» Exercise objective:
Nothing in the records may be altered; repeat them exactly.

(Saved entries)
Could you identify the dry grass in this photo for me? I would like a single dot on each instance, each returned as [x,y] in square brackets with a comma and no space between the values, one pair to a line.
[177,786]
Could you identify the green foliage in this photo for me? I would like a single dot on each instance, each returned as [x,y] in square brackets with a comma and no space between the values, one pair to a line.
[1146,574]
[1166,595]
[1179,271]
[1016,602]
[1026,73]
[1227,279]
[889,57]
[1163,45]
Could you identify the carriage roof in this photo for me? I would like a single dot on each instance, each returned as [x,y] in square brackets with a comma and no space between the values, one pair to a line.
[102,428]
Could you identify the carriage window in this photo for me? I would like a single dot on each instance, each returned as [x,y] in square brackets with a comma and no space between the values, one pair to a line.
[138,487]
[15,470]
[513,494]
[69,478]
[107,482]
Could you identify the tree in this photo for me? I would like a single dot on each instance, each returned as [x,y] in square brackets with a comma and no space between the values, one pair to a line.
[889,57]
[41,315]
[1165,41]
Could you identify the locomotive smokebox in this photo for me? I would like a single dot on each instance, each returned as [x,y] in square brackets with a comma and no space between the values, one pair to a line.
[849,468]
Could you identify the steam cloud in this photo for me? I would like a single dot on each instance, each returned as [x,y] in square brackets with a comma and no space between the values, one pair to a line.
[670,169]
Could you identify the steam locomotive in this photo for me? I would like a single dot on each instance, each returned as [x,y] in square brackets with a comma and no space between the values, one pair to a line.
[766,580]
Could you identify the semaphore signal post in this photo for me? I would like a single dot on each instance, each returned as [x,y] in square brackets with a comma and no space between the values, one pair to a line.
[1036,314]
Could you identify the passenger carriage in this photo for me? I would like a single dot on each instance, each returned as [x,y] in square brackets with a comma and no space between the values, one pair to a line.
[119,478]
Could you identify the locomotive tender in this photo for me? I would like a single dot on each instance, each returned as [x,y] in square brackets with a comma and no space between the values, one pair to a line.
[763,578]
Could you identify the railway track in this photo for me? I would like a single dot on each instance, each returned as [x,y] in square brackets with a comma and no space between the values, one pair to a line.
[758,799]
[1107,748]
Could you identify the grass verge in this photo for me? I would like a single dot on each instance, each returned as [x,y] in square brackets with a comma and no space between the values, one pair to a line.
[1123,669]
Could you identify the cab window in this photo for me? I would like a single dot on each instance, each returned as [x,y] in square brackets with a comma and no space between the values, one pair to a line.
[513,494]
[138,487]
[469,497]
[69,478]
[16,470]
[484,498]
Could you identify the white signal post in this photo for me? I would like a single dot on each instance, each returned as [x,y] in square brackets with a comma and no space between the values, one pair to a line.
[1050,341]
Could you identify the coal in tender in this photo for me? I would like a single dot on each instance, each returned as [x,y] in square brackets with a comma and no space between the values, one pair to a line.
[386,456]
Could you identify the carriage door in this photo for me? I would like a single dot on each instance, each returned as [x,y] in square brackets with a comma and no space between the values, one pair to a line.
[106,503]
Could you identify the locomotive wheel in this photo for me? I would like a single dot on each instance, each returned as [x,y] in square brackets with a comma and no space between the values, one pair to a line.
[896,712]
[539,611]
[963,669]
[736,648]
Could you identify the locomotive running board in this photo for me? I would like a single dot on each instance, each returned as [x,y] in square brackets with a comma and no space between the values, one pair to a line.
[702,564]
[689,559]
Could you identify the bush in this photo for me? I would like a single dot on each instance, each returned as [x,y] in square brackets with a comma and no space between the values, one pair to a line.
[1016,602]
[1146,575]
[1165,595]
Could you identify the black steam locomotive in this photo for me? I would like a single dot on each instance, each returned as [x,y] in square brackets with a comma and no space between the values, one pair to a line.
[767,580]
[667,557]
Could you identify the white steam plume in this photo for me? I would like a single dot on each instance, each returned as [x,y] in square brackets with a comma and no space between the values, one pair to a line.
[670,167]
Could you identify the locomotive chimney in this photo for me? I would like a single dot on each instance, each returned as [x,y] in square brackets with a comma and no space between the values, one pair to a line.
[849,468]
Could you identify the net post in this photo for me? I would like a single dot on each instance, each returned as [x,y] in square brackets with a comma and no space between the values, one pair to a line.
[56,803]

» Response:
Could you identify the dry grass in this photo for me? I would like a single dot on each instance, each returned as [x,y] in square brackets with a comma and no space between the values, one pair to a line.
[177,786]
Could you identify the green foliage in this photo for me? I would like a single dot on each instance, each returned as [x,y] in square brackets with a comma and no space between the values, one pair to a line.
[1146,574]
[1166,595]
[1179,271]
[1016,602]
[1026,73]
[1227,279]
[889,57]
[1163,45]
Could you identify the carriage roof in this photo for me? I would like a single dot on each instance, each returned as [x,y] in square brackets with a comma and no space between the values, one pair to a line.
[102,428]
Could you identify the carriage window in this photo for me? I would like a single dot on each instance, each returned as [x,y] in square brackets with a comma and no space between the values, one pair to a line.
[138,487]
[15,470]
[513,494]
[69,478]
[107,482]
Could you identify the tree in this photo for me? I would like a single dot on each instance, each returned as [x,y] in square brackets with a comma and no space between the values, one pair to a line.
[889,57]
[41,315]
[1165,41]
Could you identify the locomotive smokebox in this photo for me? I would like a single dot on each instance, each returned as [x,y] in square brackets with a comma and no space between the values, one pair to a line.
[849,468]
Could you identify the steam cloud in this photo for me? I would like a single dot on each instance, each returned as [x,y] in square brackets with a comma and no space between the values, one pair to a line.
[670,169]
Could you identify the steam locomotive in this photo for me? I would like a single dot on each instance, each returned as [x,y] in square brackets with a comma and no space between the values, one pair to a line.
[766,580]
Could you identify the semaphore signal post in this photo for me? I would like a single dot on each instance, each returned as [x,y] in square brackets with a comma and no space between the values, one pair to a line.
[1036,314]
Could you identify the passenger carriage in this photo for me? I would like a single dot on each instance, each returned as [x,y] in square brackets with a comma and no space between the values, one pair to a line.
[119,478]
Could you identify the locomotive tender in this photo for me? I would like a single dot on each instance, each returned as [x,y] in square brackets with a comma and no space between the values, one pair to a line.
[763,578]
Could you identify the railway track in this photo for me? I would like a single dot on each instance, each returned as [x,y] in square brackets with a comma and no space between the values, one pair to a line.
[758,799]
[1107,748]
Could you identify the grass verge in this photo for me? I would like a single dot on each instance, each returned as [x,y] in square brackets with a comma and no space between the values, one pair to a line.
[1123,669]
Could you identify the cab window in this photo for me? I would like a single dot on each instance, each returned as [x,y] in square brackets with a comma and no space between the values, one pair to a line.
[513,494]
[138,487]
[469,497]
[69,478]
[16,470]
[484,498]
Could you identify the white signal post in this photo for me? I would like a single dot on each instance, each returned as [x,y] in square brackets with a comma and no space between the values, one pair to a line.
[1050,341]
Could you identify the coal in tender in this photo for me? I would like a single dot on each instance, each returned as [x,y] in square brackets with a comma and no space between the values, one pair to a line.
[386,456]
Could you identify the carriage door in this photo for me? I would like a single dot on each instance, each returned as [x,y] in square brackets with a comma and no space between the values, one pair to a line.
[106,503]
Could you identify the locomotive wheel in this photo for me? I would like a single dot on each instance, each returned as [x,y] in square brackets with a comma and no space between the values, one pair to a line.
[896,712]
[539,611]
[963,669]
[736,648]
Could you identify the locomotive running board in this photo for me? I would like a single dot on each instance, each returned as [x,y] in square brackets with a comma and no space between the values, one pair to a line.
[702,564]
[689,559]
Could you identify the bush in this photo for me? I would like a single dot on each instance, each returned as [x,y] in square brackets with a comma and no space between the values, one pair to a line.
[1016,602]
[1146,575]
[1165,595]
Could you identify the black steam locomotive in this photo for me? I would like a single dot on each instance, each returned as [x,y] in square brackets with a comma and no space between the values, one pair to a line.
[767,580]
[667,557]
Could you identify the white steam plume in this photo for me? I would like a single dot on each instance, each returned as [x,y] in square brackets with a comma and no space between the values, one pair to a line.
[670,167]
Could you identify the locomotive chimney in this photo for me? I would like a single dot on each instance, each returned as [x,y] in square brackets with a comma and no space between the values, one pair to a line.
[849,468]
Could you identify the net post in this photo for me? I would like a single dot on each instance, each returned as [x,y] in square brackets with a comma and no space between the values, one pair to a line.
[56,803]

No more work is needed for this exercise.